SUPPLIED TEXT
○ ○ ○ ○ ○ ○ ○

Once a business, a university or inventor has determined that licensing would be an advantageous approach to meeting their business and technology commercialization goals, the two most common questions asked are: "Who?" and "How Much?". That is, who is the most suitable licensee and what price tag should be placed on the licensing offering. As simple as these questions sound, considerable market research and analysis is required in most cases to develop a plan that will yield the most profitable results and meet other non-financial objectives.


Who to Approach
Whether the licensor is attempting to license a specific technology to a single ideal licensee, a small select group of licensees, or a large number of non-exclusive licensees (as in the case of licensing computer software), adequate market research is essential to enable the development of the best licensing strategy and to identify the target licensees. In the case in which the licensor is seeking a large number of non-exclusive licensees, market research needs to focus on the needs and characteristics of the specific end-users being targeted. The apparent or most obvious licensee that may have been identified early in the licensing process may not be the best business solution. There are several fundamental questions to be answered before the best prospective licensees can be identified.

In general developing a short list of businesses that can most effectively apply the technology being offered will shorten the license proposal and negotiation process, and will yield the best financial results. Businesses that can profit most from the acquisition of the technology will generally produce the largest royalty payments.

Before suitable licensees can be identified, it is necessary to develop a 'market segmentation strategy'. The market for a technology can be divided in a variety of ways. Field of use and geographical market segmentation are the most common. Licensors need to examine all of the potential applications or fields of use for their technology. If the technology can be utilized in more than one industry, licensors should segment the potential market for their products by industry and seek licensees in each industry. There may be one industry that should be targeted from the outset, but other industries could also yield profitable returns in the future. By having field of use restrictions in the license agreement, non-competing future applications can also be licensed.

○ ○ ○ ○ ○ ○ ○

DATA RECORDS
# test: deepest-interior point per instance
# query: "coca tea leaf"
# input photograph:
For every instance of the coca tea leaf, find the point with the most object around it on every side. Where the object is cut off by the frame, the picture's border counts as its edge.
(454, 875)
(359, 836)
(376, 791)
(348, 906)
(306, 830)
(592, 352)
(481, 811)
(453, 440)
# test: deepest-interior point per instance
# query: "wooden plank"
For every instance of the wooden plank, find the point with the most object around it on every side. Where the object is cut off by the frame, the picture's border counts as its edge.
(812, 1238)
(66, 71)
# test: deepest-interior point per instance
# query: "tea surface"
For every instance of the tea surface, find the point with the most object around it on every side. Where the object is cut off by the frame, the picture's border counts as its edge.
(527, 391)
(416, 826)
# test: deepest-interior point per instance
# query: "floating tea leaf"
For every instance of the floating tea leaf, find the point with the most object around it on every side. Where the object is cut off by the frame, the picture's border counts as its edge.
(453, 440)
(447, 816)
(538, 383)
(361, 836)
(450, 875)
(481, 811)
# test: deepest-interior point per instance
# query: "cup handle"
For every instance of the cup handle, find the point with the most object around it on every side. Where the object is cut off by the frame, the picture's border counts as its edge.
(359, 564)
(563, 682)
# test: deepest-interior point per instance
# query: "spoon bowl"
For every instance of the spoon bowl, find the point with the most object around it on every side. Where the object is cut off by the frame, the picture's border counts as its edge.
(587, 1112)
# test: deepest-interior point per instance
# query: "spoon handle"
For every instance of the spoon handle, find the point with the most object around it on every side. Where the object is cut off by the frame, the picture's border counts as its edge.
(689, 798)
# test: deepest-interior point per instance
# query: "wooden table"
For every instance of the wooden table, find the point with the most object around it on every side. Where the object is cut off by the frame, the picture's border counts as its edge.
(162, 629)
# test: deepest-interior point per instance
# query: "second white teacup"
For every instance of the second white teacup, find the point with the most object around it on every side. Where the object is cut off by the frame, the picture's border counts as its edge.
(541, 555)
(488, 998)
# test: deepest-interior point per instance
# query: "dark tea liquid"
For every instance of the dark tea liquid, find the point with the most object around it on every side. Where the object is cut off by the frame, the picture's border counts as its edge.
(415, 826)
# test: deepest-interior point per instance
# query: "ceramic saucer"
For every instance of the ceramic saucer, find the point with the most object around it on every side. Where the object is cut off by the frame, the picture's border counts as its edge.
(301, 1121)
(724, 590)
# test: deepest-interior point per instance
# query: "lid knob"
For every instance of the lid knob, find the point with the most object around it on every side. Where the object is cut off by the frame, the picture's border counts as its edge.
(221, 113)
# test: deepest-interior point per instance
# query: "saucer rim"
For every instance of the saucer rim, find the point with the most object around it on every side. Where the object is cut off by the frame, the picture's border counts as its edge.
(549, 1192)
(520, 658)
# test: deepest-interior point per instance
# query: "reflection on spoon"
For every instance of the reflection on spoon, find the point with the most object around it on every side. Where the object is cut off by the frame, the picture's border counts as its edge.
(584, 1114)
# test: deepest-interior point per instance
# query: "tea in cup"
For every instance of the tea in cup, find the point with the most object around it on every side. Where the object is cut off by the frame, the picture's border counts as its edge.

○ ○ ○ ○ ○ ○ ○

WORK REQUIRED
Reproduce the licensing text between "Once a business, a" and "other non-financial objectives.", inclusive, swapping "price tag" for "fee". The data plays no part in what comes next.

FINAL RESULT
Once a business, a university or inventor has determined that licensing would be an advantageous approach to meeting their business and technology commercialization goals, the two most common questions asked are: "Who?" and "How Much?". That is, who is the most suitable licensee and what fee should be placed on the licensing offering. As simple as these questions sound, considerable market research and analysis is required in most cases to develop a plan that will yield the most profitable results and meet other non-financial objectives.